# Work instructions:
Copy every line of the records from the one containing "jacket in the image." through the one containing "[221,84,236,108]", shifting each bounding-box coordinate up by 24 and leaving all other text unchanged. Output that span only.

# Raw data:
#####

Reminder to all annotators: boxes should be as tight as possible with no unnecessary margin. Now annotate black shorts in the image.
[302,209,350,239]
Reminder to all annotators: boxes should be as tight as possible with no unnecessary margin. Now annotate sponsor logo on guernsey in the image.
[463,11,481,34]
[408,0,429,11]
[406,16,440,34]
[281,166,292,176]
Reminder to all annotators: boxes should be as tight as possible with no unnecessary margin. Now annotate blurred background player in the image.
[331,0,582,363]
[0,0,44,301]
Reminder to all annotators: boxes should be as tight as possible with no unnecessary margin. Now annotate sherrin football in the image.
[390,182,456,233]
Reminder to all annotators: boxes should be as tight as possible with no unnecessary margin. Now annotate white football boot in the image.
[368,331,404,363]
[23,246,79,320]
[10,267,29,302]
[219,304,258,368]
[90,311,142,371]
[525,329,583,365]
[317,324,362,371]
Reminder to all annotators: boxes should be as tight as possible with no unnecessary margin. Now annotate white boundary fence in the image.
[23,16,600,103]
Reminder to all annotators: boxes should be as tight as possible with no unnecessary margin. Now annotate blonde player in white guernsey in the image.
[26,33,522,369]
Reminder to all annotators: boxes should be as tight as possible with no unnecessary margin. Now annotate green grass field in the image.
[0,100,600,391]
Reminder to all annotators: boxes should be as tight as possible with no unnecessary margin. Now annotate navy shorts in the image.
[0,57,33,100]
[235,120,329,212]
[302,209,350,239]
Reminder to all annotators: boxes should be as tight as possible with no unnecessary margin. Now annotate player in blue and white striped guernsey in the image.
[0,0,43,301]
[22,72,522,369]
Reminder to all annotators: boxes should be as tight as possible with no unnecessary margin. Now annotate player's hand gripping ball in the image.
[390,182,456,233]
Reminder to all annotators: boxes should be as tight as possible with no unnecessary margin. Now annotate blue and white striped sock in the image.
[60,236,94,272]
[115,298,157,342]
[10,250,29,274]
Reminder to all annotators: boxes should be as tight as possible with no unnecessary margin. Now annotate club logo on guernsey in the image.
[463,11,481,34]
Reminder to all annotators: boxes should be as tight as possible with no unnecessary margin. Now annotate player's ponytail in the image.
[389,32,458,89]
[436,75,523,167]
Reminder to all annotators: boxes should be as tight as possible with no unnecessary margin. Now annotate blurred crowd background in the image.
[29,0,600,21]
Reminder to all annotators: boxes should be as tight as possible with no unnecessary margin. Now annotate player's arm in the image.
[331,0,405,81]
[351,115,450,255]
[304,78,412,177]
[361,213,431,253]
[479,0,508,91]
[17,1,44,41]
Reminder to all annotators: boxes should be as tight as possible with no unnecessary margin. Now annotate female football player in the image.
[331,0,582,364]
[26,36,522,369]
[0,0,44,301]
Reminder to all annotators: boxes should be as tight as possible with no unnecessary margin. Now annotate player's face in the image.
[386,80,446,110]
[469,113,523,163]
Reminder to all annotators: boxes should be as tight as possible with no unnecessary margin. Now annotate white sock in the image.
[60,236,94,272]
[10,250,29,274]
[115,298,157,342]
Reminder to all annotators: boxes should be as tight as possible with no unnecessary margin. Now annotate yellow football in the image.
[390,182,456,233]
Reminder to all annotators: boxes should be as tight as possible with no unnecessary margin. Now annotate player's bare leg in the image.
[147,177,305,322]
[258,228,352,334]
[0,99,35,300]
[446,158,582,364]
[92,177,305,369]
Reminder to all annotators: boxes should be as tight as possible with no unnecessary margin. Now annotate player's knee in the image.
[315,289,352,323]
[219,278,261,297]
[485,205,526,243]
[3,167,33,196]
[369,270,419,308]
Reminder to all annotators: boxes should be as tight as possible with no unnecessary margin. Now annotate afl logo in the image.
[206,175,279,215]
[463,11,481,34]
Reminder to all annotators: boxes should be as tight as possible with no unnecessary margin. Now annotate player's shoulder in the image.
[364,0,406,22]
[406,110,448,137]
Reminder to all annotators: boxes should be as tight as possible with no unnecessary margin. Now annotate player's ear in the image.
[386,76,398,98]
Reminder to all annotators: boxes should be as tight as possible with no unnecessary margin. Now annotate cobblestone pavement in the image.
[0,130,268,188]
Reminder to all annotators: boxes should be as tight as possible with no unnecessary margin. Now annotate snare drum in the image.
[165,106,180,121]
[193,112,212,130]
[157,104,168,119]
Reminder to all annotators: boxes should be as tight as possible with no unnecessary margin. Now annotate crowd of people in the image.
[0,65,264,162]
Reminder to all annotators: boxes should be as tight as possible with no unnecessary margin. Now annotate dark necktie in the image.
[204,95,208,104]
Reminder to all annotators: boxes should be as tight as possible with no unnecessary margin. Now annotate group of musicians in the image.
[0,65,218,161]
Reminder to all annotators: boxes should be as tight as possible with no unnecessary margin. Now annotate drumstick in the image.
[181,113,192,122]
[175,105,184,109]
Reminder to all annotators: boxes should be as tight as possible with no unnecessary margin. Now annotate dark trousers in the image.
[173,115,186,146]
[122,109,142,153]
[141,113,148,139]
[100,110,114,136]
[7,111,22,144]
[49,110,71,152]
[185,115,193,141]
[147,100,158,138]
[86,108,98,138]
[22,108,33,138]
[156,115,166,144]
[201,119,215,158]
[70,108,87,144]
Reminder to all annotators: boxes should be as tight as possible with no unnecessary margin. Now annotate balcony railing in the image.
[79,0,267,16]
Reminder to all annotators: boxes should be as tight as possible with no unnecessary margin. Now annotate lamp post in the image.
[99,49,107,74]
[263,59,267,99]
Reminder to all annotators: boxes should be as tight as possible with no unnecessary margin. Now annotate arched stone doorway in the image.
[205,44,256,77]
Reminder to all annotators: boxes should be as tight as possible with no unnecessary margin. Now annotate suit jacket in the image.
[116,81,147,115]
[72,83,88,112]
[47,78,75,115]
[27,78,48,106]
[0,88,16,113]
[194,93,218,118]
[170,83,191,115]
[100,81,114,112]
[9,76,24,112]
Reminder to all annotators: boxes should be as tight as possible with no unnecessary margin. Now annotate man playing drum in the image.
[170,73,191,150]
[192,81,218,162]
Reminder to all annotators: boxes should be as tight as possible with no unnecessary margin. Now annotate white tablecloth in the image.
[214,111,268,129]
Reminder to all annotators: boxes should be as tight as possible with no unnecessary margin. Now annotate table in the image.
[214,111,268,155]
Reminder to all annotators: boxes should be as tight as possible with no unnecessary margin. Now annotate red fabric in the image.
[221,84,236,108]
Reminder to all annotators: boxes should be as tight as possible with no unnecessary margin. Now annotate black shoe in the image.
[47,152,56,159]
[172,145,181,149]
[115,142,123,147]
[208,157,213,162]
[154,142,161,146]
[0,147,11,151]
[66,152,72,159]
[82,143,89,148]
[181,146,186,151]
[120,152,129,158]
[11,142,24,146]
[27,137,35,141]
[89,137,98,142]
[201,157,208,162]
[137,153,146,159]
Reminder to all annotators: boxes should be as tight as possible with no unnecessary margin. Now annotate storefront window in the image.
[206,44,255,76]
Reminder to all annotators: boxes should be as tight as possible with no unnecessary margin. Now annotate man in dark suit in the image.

#####

# Response:
Reminder to all annotators: boxes should be as tight as possible with no unnecessary margin. Now annotate suit jacket in the image.
[140,105,171,139]
[96,107,112,136]
[71,102,99,139]
[51,102,72,130]
[24,112,40,137]
[218,117,242,142]
[194,107,215,139]
[124,105,138,136]
[33,100,48,136]
Reminder to all annotators: boxes should be as tight as possible with no unnecessary margin. Now annotate man playing drum in the image.
[194,97,215,174]
[216,105,242,186]
Reminder to all annotators: boxes should be as tight as possible with no unnecessary margin. Now annotate white tablecloth in the image.
[238,135,292,153]
Reminder to all annotators: boxes should be as tight as possible with no unnecessary margin. Now annotate table in the image.
[238,135,292,179]
Reminder to all annotators: boxes should be as tight as possible with no unnecessary margin. Now annotate red fabric in the image.
[245,108,260,132]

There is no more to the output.